#### THE PROBLEM
Return the stretch of the material from the line that contains "Could you please drop a point on the cluster" through the line that contains "<point>363,404</point>", reproducing each line verbatim and including both end lines.

Items from a data source:
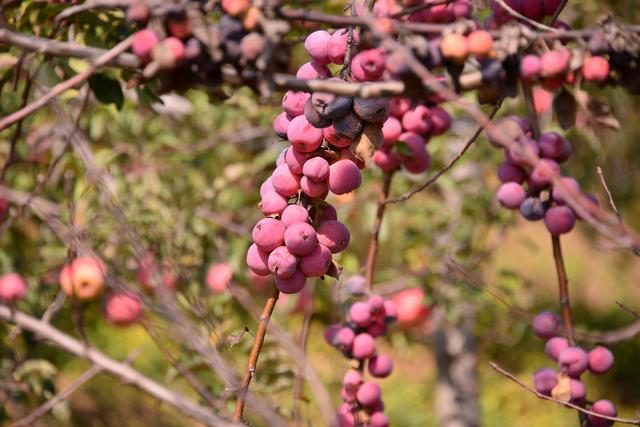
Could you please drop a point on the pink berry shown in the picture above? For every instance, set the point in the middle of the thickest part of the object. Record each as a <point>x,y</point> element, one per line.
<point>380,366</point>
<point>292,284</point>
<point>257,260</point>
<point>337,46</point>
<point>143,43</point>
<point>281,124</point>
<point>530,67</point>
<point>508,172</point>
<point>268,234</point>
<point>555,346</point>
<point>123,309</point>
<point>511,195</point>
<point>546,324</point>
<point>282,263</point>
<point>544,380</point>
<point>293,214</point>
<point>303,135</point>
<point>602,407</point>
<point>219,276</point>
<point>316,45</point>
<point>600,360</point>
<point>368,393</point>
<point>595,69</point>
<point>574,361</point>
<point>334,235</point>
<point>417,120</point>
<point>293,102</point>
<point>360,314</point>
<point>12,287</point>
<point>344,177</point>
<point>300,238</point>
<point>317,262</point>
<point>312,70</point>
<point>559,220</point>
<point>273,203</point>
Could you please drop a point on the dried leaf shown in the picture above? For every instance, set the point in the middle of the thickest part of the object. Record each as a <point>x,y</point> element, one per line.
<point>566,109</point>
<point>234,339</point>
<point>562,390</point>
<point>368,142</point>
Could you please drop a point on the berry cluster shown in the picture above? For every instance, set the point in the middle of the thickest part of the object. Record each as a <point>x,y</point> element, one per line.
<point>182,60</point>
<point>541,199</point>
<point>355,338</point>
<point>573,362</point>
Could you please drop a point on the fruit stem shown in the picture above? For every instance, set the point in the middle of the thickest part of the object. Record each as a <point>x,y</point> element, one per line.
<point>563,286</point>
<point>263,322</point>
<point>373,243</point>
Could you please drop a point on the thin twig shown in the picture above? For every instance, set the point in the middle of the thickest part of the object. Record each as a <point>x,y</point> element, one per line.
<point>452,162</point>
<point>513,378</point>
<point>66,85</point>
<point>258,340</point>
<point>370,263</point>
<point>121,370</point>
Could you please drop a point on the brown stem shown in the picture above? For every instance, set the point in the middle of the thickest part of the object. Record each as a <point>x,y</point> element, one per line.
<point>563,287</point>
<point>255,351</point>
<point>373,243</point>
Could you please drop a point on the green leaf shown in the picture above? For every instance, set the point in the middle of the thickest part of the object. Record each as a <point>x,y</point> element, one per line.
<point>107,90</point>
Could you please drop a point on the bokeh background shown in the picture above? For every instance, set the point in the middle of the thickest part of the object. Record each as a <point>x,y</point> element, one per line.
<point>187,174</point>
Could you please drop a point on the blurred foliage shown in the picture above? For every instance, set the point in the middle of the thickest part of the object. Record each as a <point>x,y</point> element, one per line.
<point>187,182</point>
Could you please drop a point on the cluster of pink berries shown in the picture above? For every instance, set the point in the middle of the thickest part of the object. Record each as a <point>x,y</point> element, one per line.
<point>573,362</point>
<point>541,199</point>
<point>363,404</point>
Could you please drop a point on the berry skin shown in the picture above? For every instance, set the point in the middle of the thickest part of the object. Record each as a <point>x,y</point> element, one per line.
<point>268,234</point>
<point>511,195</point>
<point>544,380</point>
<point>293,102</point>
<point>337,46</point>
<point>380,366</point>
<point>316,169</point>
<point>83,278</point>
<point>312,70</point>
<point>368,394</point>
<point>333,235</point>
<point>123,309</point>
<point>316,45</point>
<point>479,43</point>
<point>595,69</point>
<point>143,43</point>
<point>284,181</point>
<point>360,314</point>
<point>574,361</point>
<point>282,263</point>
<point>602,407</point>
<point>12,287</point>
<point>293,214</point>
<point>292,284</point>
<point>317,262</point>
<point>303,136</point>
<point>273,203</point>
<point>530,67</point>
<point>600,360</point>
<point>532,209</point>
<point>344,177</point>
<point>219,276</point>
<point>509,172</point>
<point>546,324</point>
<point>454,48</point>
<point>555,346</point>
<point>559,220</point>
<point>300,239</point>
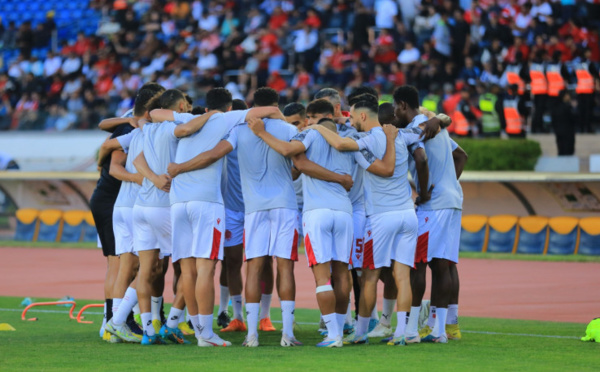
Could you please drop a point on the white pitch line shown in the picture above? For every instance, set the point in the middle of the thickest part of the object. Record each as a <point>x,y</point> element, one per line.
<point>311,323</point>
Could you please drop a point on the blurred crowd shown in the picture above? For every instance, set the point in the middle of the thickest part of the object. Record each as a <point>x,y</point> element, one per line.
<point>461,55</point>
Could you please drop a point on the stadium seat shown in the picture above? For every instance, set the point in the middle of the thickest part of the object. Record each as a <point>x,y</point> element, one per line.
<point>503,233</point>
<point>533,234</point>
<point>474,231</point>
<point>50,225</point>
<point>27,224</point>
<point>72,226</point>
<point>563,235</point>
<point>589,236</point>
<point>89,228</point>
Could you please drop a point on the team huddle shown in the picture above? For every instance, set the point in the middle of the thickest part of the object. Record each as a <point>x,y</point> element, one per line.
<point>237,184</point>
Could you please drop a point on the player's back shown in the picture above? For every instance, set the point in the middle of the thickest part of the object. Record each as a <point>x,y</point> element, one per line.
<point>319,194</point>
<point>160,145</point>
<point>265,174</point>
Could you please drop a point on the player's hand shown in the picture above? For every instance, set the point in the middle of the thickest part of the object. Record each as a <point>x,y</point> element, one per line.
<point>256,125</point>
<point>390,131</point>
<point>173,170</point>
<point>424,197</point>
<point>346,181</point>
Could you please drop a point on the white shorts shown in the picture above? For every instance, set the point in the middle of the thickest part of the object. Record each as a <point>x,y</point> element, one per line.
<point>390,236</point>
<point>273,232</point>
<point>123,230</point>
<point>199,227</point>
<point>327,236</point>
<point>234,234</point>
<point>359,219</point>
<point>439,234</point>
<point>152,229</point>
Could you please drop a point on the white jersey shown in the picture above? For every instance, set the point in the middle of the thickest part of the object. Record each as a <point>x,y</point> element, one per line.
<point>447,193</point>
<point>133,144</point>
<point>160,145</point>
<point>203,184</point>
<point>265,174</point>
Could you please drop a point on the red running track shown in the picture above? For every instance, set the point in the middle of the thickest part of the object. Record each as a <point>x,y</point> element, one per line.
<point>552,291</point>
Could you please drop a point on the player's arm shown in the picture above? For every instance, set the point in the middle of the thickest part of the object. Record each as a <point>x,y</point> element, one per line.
==
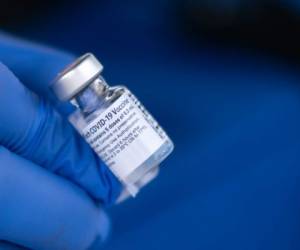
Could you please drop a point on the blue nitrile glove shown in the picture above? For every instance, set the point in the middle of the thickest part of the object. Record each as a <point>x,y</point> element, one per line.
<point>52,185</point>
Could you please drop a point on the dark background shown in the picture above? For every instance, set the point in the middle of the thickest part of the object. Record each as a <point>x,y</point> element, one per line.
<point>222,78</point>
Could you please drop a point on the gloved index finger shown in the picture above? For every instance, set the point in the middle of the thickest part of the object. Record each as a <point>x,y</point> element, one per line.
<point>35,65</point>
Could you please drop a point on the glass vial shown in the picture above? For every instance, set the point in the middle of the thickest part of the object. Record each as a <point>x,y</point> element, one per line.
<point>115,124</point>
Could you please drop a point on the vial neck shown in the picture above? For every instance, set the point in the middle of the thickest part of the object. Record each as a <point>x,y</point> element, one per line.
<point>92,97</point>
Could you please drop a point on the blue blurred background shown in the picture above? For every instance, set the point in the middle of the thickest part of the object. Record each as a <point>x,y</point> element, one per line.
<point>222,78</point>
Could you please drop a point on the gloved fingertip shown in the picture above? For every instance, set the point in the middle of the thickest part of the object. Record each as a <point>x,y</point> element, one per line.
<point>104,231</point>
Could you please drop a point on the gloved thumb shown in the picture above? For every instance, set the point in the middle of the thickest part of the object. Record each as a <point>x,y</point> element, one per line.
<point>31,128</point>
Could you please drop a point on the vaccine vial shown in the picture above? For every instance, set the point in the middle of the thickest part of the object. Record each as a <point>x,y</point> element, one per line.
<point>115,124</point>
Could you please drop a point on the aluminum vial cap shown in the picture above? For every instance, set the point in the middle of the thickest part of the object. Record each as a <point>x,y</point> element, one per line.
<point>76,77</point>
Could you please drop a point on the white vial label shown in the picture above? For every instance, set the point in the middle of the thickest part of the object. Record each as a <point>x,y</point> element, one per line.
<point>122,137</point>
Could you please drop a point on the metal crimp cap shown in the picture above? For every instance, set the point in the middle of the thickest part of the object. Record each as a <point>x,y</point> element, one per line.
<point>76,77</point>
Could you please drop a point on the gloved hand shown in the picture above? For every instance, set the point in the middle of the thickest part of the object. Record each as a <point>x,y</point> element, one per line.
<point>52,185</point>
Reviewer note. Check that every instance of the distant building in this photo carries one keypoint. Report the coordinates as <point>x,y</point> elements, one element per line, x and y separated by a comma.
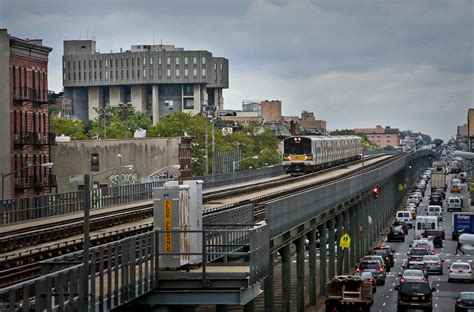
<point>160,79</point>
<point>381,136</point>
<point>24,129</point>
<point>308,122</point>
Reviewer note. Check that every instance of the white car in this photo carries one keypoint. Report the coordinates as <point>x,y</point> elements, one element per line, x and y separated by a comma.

#### EXERCISE SOLUTION
Could you please drop a point on the cluster of pink berries shown in the picture above? For every instance, set the point in the middle of the thickest part of the object. Record each as a <point>x,y</point> element, one per line.
<point>573,362</point>
<point>541,199</point>
<point>363,404</point>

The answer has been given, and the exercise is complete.